Description of the task → Revise the records below by changing every "separate parts" to "disconnected pieces" and keeping everything else as it is. Leave the pictures out of your answer.

──────── Stored data ────────

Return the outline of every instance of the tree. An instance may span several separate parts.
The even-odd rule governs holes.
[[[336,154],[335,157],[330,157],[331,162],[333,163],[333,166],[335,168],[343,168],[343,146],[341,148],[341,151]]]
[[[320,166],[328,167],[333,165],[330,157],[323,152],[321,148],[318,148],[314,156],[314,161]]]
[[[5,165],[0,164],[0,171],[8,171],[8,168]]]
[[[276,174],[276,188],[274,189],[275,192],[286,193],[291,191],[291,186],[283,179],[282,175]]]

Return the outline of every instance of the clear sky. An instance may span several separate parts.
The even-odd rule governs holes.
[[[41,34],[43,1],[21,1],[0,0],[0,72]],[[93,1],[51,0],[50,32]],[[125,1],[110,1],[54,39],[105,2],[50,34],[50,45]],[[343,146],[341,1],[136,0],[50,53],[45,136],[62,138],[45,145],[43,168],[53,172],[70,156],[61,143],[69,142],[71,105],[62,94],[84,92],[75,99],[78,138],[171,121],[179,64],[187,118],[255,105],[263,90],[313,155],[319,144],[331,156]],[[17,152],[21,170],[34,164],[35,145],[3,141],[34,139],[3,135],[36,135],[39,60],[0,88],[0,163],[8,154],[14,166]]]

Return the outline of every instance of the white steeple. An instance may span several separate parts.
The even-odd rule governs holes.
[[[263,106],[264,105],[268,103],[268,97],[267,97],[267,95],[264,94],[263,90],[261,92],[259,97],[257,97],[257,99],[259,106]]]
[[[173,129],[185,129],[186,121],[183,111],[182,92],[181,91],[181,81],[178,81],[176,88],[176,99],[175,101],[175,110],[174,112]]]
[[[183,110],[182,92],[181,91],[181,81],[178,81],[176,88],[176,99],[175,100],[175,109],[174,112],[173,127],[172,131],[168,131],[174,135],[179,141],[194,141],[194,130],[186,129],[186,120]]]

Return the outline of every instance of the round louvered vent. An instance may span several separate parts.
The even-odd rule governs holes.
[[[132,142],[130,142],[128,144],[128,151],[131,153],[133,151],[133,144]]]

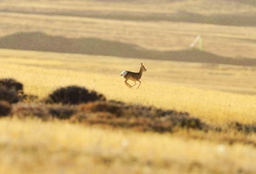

────────

Finished task →
Return the outline of every instance of the tree. An instance may span several disconnected pieces.
The even-odd rule governs holes.
[[[336,154],[335,157],[330,157],[331,162],[333,163],[333,166],[335,168],[343,168],[343,146],[341,148],[341,151]]]
[[[320,166],[328,167],[333,165],[330,157],[323,152],[321,148],[318,148],[314,156],[314,161]]]
[[[5,165],[0,164],[0,171],[8,171],[8,168]]]
[[[276,174],[276,188],[274,189],[275,192],[286,193],[291,191],[291,186],[283,179],[282,175]]]

Return the outline of every instance of the clear sky. An instance may span several disconnected pieces.
The even-odd rule governs holes.
[[[41,34],[43,1],[21,1],[0,0],[0,72]],[[93,1],[51,0],[50,32]],[[125,1],[110,1],[54,39],[105,2],[50,34],[50,45]],[[343,146],[341,1],[136,0],[50,53],[45,136],[62,138],[45,145],[43,168],[53,172],[70,156],[61,143],[69,142],[71,105],[62,94],[84,92],[75,99],[78,138],[171,121],[179,64],[187,118],[255,105],[263,90],[313,155],[319,144],[331,156]],[[17,152],[21,170],[34,164],[35,145],[3,141],[34,139],[3,135],[36,135],[39,60],[0,88],[0,163],[8,154],[14,166]]]

Return the outline of every instance of the white steeple. An instance may span several disconnected pieces.
The even-odd rule governs holes.
[[[263,106],[264,105],[268,103],[268,97],[267,97],[267,95],[264,94],[263,90],[261,92],[259,97],[257,97],[257,99],[259,106]]]
[[[173,129],[185,129],[186,121],[183,111],[182,92],[181,91],[181,81],[178,81],[176,88],[176,99],[175,101],[175,110],[174,112]]]
[[[183,110],[182,92],[181,91],[181,81],[178,81],[176,88],[176,99],[175,100],[175,109],[174,112],[173,127],[172,131],[168,131],[174,135],[179,141],[194,141],[194,130],[186,129],[186,120]]]

Return the outline of every instance of the round louvered vent. An instance may span several disconnected pieces.
The even-odd rule governs holes.
[[[132,142],[130,142],[128,144],[128,151],[131,153],[133,151],[133,144]]]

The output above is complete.